**ESTRATTO DELLA PAGINA**
◇ ◇ ◇

# non è immediato né matematico che rispondo / che risponda



## kromos

Frequentando un noto social network mi sono imbattuto in un profilo da cui estrapolo una frase: "anche se sono connessa, magari mi sto dando lo smalto e non è immediato né matematico che rispondo".
  Avvisando gli effetti del gesso strisciato sulla lavagna ho suggerito un "risponda"... ma l'interessata ha eccepito quanto segue:

_no, "rispondo" è tempo presente,  non è matematico che rispondo  perchè non ha alcuna condizione_
_
_
_e non è un congiuntivo perchè non ha paragone_
_
_
_non è subordinato a niente_
_
_
_non è 'condizione' di qualcosa  è un fatto reale

_Qualcuno mi suggerisce cosa rispondere? Grazie.


----------



## Fra11

kromos said:


> Avvisando gli effetti del gesso strisciato sulla lavagna ho suggerito un "risponda"


La sensazione è quella giusta!  

magari qualcunaltro ti potrebbe fornire un'argomentazione più tecnica ed esauriente, 
però proviamo con un esempio tipico "da congiuntivo":

"Che tu sia maledetto!" (magari una frase meno drastica è meglio!!)

La frase sopra
- non ha alcuna condizione
- non ha paragone
- non è subordinata a niente
- non è condizione di qualcosa
Però *richiede il congiuntivo*


----------



## kromos

in effetti è proprio l'argomentazione "tecnica" quella di cui vado in cerca .... Grazie intanto!


----------



## Mutti57

kromos said:


> in effetti è proprio l'argomentazione "tecnica" quella di cui vado in cerca .... Grazie intanto!



In verità chi ti ha risposto così secondo me è in errore. Il congiuntivo si usa sempre quando siano presenti alcune congiunzioni subordinanti come benché, sebbene, a meno che, nel caso che, qualora, prima che, senza che.

◇ ◇ ◇

**DATI FORNITI**
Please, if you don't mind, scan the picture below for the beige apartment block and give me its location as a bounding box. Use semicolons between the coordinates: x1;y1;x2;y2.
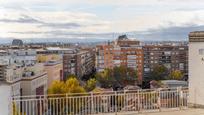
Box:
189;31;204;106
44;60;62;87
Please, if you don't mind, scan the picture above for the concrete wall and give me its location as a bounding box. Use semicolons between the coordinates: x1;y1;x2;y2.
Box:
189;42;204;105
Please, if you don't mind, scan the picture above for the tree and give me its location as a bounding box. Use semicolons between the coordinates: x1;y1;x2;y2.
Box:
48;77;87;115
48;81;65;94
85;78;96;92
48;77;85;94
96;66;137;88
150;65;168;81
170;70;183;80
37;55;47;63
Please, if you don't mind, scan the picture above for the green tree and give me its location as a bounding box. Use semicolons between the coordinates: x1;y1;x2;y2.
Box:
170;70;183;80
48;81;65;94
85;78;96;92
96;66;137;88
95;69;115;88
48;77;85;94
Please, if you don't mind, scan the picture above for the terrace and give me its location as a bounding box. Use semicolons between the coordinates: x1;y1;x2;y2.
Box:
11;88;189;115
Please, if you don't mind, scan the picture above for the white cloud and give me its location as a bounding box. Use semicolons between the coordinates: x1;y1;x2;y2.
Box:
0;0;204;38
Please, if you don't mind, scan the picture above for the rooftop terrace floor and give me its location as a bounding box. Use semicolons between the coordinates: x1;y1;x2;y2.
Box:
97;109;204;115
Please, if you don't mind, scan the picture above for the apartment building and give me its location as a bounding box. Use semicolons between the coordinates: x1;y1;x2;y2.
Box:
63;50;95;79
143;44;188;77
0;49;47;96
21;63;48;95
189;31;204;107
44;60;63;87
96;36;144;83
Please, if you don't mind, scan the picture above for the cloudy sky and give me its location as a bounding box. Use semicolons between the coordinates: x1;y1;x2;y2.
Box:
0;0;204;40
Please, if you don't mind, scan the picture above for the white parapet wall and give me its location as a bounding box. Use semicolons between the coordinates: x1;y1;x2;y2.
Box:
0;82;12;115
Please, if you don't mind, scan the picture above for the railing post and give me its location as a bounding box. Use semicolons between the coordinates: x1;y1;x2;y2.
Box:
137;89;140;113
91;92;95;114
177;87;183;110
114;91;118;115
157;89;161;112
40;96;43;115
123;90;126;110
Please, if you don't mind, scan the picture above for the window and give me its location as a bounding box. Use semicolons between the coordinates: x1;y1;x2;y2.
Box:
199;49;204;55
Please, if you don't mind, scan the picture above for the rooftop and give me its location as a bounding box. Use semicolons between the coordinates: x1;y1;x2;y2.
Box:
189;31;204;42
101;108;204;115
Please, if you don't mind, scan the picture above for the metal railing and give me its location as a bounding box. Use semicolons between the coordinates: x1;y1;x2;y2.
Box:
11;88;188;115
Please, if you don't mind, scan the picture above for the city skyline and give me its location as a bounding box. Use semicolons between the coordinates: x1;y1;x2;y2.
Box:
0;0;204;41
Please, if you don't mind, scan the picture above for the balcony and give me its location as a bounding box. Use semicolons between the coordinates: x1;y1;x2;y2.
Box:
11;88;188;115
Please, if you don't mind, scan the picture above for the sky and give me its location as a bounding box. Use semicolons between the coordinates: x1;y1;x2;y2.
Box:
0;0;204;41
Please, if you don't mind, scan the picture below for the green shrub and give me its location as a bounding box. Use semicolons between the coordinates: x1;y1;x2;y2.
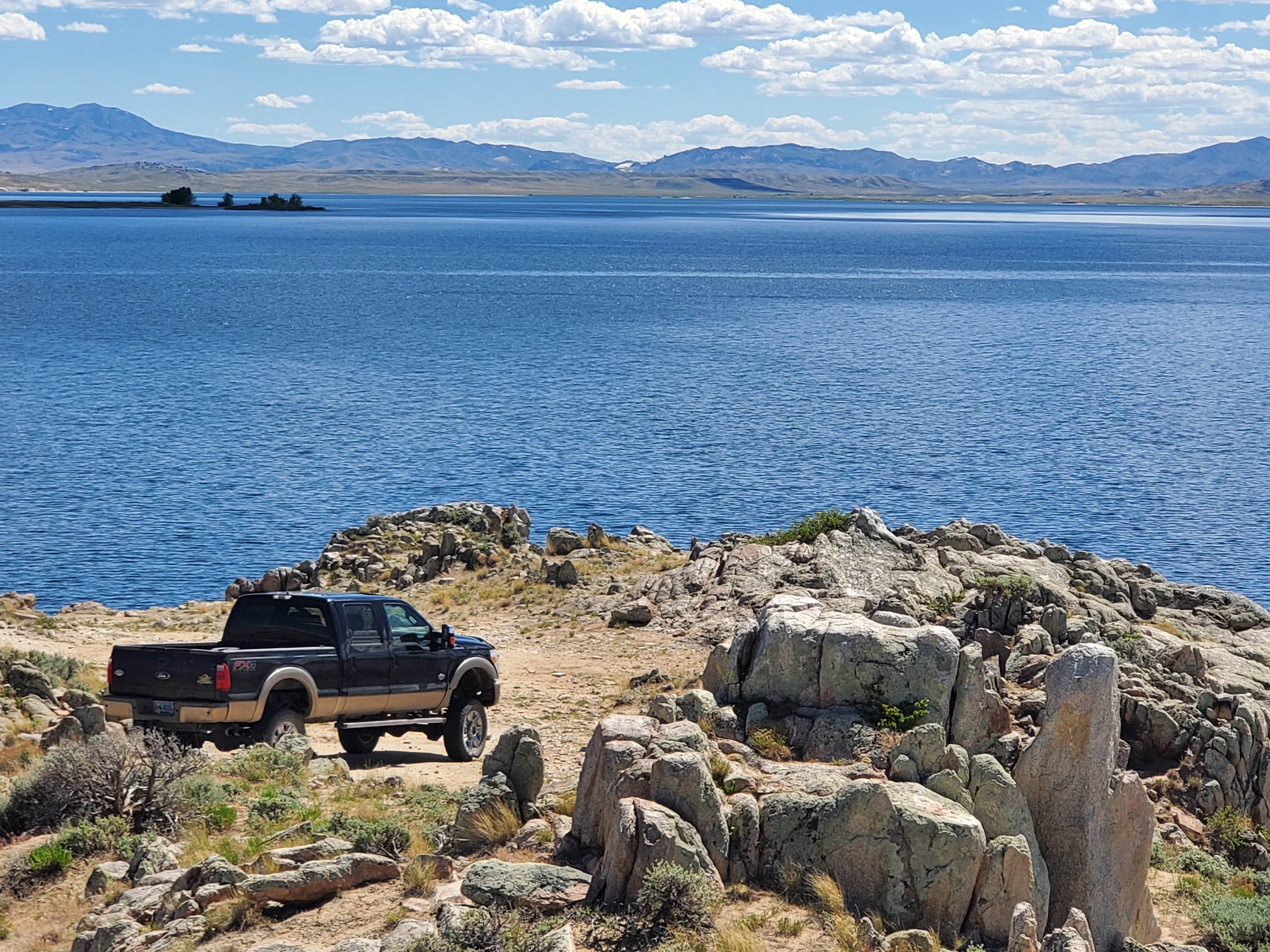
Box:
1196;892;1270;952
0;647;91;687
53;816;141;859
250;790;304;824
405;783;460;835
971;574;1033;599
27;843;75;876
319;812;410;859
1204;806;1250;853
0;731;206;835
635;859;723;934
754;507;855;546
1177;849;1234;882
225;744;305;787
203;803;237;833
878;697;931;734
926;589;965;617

◇ ◇ ◇

**OBIETTIVI**
(A) Quale frase propone Fra11 nella discussione come esempio tipico "da congiuntivo"?
(B) Rendi come lista JSON di stringhe, una per riga e senza righe vuote, le righe dell'elenco dalla riga con "for the terrace" alla riga con "0;82;12;115", estremi compresi.
L'elenco non ha alcun legame con la discussione.

**RISPOSTE ATTESE**
(A) "Che tu sia maledetto!"

(B)
[
  "Please, if you don't mind, scan the picture above for the terrace and give me its location as a bounding box. Use semicolons between the coordinates: x1;y1;x2;y2.",
  "Box:",
  "11;88;189;115",
  "Please, if you don't mind, scan the picture above for the white cloud and give me its location as a bounding box. Use semicolons between the coordinates: x1;y1;x2;y2.",
  "Box:",
  "0;0;204;38",
  "Please, if you don't mind, scan the picture above for the rooftop terrace floor and give me its location as a bounding box. Use semicolons between the coordinates: x1;y1;x2;y2.",
  "Box:",
  "97;109;204;115",
  "Please, if you don't mind, scan the picture above for the apartment building and give me its location as a bounding box. Use semicolons between the coordinates: x1;y1;x2;y2.",
  "Box:",
  "63;50;95;79",
  "143;44;188;77",
  "0;49;47;96",
  "21;63;48;95",
  "189;31;204;107",
  "44;60;63;87",
  "96;36;144;83",
  "Please, if you don't mind, scan the picture above for the cloudy sky and give me its location as a bounding box. Use semicolons between the coordinates: x1;y1;x2;y2.",
  "Box:",
  "0;0;204;40",
  "Please, if you don't mind, scan the picture above for the white parapet wall and give me its location as a bounding box. Use semicolons between the coordinates: x1;y1;x2;y2.",
  "Box:",
  "0;82;12;115"
]